[Records shown — start]

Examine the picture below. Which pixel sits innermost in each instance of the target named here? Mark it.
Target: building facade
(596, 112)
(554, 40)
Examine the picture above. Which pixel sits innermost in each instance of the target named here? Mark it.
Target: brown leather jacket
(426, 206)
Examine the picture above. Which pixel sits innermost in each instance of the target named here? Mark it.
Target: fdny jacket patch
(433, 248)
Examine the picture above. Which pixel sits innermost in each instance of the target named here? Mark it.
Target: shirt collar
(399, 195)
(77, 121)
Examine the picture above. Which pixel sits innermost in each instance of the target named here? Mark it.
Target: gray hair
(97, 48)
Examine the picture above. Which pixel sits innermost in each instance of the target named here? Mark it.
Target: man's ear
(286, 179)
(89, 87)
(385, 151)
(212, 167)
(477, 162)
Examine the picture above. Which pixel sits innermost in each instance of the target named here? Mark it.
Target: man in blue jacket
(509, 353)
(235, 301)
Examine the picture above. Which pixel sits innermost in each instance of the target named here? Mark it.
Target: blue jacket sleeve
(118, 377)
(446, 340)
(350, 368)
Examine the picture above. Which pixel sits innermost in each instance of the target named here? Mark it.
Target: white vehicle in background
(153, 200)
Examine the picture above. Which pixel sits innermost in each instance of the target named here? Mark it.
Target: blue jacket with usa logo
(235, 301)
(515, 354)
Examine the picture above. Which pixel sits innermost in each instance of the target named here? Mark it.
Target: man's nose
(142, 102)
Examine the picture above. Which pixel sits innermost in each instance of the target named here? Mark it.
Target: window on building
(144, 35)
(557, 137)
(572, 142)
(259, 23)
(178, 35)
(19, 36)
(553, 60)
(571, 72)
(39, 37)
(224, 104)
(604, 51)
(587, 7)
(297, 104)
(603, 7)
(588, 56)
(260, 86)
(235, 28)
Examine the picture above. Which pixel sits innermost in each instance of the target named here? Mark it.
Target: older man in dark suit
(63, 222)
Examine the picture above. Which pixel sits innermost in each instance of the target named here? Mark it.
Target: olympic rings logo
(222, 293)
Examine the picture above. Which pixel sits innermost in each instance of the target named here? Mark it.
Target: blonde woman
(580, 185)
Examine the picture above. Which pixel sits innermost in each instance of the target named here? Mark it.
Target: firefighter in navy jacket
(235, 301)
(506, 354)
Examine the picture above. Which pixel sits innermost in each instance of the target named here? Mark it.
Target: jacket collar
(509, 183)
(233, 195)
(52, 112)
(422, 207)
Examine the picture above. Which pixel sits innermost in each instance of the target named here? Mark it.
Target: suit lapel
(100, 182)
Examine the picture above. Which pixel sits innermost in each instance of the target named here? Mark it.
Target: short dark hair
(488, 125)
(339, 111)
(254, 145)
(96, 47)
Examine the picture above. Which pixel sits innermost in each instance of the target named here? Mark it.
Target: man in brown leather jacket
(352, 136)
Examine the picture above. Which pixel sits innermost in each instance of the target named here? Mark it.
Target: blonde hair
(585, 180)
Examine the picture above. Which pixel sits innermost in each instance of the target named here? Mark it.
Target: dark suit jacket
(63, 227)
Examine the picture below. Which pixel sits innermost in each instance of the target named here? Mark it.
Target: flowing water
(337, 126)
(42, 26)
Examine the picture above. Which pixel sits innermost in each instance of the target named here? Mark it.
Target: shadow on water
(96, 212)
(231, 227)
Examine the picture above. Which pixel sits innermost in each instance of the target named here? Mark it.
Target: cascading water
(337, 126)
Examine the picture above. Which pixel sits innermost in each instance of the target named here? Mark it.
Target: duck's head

[Records shown — finish]

What is required.
The response has to match the records above word for word.

Problem solution.
Examine the picture below. Which pixel sits innermost in each instance of the target named here? Mark it.
Target: building facade
(596, 112)
(554, 40)
Examine the picture above. Which pixel sits innermost in each instance of the target named here? Mark it.
Target: brown leather jacket
(426, 206)
Examine the picture above. Which pixel sits innermost in each instance of the target named here? Mark it.
Target: fdny jacket patch
(433, 248)
Examine the picture above. Which pixel sits innermost in each instance of the target named here? Mark it.
Target: shirt collar
(399, 195)
(77, 121)
Examine the picture above. Which pixel sits innermost in each instance of the target named here? Mark it.
Target: gray hair
(97, 48)
Examine the picture above. Which pixel sits innermost in each instance of the target named here? Mark it.
Target: man's ear
(286, 179)
(89, 87)
(385, 151)
(212, 167)
(477, 162)
Examine the picture above. Which pixel sits innermost in each instance of the target named here? Mark it.
Target: man in blue jacket
(509, 353)
(235, 301)
Examine the picture above. Which pixel sits innermost in each instance of the target named here? Mark it.
Target: blue jacket sleeve
(118, 377)
(446, 340)
(350, 368)
Examine the picture above. Which pixel sits innermost in each instance of the target named here? Mark it.
Target: white vehicle in background
(153, 200)
Examine the picture above. Which pixel sits innermost in each instance of the target named here? Mark it.
Target: blue jacket with usa logo
(235, 301)
(515, 354)
Examine the picture above. Which pixel sits innermost in each instance of the target named here? Mark it.
Target: man's nose
(142, 102)
Examine the picture above. Which pixel sits innermost in each instance of the target named here? Mark it.
Target: window on building
(144, 35)
(557, 137)
(572, 142)
(259, 23)
(178, 35)
(19, 36)
(553, 60)
(571, 72)
(39, 37)
(224, 104)
(604, 51)
(587, 7)
(297, 104)
(603, 7)
(588, 56)
(260, 86)
(235, 28)
Examine the picture above. Which pixel sits innermost in each instance of the target named here? Mark it.
Target: older man in dark suit
(63, 222)
Examine the picture above. Which pixel sits innermost in each instance of the target named here? Mark it.
Target: olympic rings logo
(222, 293)
Examine the picture above. Which pixel sits innermost in each instance of the target named here? Mark it.
Target: blonde woman
(580, 185)
Examine the picture above. Which pixel sits innermost in each instance of the target named here? Mark it.
Target: firefighter in navy jacket
(235, 301)
(506, 354)
Examine the picture above. Which pixel sits innermost in each instance of the target named here? Mark it.
Target: jacket collar
(509, 183)
(233, 195)
(52, 112)
(422, 207)
Examine the picture above. Which pixel sits innermost in each instance of the target named here? Mark it.
Target: suit lapel
(100, 182)
Examine the picture above. Which pixel sits innermost in each instance of the target named here? Mark it.
Target: short dark hair
(488, 125)
(339, 111)
(254, 145)
(96, 47)
Examine the picture above. Which pixel sits innermost in each instance of the target named here? Mark it.
Target: man in brown leather jacket
(352, 136)
Examine the picture above. Which pixel sits innermost in each instance of the target named here? Mark it.
Target: blonde hair
(585, 180)
Examine the picture above. Which pixel sits innermost in each instance of the target named here? Mark it.
Target: dark suit jacket
(63, 227)
Examine the picture below. Which pixel sits innermost in each instance of the target named here? Mark it.
Target: flowing water
(337, 126)
(42, 26)
Examine the picture above. Which pixel sits innermost in each instance of the target named here? Mark it.
Target: shadow on water
(96, 212)
(231, 227)
Examine the picture above. Which pixel sits innermost in each instance of the target named here? Mark it.
Target: cascading water
(337, 126)
Examine the picture above. Which pixel sits innermost in each instance of the target named here? Mark it.
Target: duck's head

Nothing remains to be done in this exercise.